### SELECTED TEXT
Library PLF.Typechecking

Typechecking: A Typechecker for STLC

The has_type relation of the STLC defines what it means for a term to belong to a type (in some context). But it doesn't, by itself, give us an algorithm for checking whether or not a term is well typed.

Fortunately, the rules defining has_type are syntax directed -- that is, for every syntactic form of the language, there is just one rule that can be used to give a type to terms of that form. This makes it straightforward to translate the typing rules into clauses of a typechecking function that takes a term and a context and either returns the term's type or else signals that the term is not typable.

This short chapter constructs such a function and proves it correct.

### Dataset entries

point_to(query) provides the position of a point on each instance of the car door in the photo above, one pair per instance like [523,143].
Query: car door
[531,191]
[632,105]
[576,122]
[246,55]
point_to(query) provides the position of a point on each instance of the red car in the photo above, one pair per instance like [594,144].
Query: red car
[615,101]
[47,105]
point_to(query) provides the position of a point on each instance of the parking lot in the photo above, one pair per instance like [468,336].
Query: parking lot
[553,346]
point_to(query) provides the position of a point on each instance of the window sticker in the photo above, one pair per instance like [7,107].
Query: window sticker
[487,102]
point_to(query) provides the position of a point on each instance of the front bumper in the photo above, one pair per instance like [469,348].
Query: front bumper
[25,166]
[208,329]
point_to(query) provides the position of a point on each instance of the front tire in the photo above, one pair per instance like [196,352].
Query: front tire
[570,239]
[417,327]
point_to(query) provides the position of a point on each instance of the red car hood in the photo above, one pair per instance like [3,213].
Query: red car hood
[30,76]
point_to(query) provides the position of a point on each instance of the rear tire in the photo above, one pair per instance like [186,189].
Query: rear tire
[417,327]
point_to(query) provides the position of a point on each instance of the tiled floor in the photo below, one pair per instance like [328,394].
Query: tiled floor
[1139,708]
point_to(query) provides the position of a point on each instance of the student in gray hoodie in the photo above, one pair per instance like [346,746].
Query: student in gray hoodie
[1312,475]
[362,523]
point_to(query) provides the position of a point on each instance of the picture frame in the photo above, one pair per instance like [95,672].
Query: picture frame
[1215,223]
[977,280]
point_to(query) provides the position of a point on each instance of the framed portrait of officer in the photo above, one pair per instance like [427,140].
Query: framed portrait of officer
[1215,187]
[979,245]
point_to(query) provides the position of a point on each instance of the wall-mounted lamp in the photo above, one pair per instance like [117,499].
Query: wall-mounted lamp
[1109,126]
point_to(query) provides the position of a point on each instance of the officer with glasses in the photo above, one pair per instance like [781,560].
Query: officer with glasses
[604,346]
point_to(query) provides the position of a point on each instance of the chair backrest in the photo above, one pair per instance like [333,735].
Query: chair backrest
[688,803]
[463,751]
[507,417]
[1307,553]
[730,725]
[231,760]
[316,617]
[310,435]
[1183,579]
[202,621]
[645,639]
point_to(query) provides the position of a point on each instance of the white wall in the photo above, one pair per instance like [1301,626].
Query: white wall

### CHALLENGES
1. Return the passage of the typechecking page starting with "The has_type relation" and going on through "proves it correct.", word for word.
2. Retype the records exactly, starting with the line with "instance like [1301,626]." and going on through the last line of the records.
The typechecking page and the records have no connection to each other.

### RESPONSES FOR EACH TASK
1.
The has_type relation of the STLC defines what it means for a term to belong to a type (in some context). But it doesn't, by itself, give us an algorithm for checking whether or not a term is well typed.

Fortunately, the rules defining has_type are syntax directed -- that is, for every syntactic form of the language, there is just one rule that can be used to give a type to terms of that form. This makes it straightforward to translate the typing rules into clauses of a typechecking function that takes a term and a context and either returns the term's type or else signals that the term is not typable.

This short chapter constructs such a function and proves it correct.

2.
point_to(query) provides the position of a point on each instance of the white wall in the photo above, one pair per instance like [1301,626].
Query: white wall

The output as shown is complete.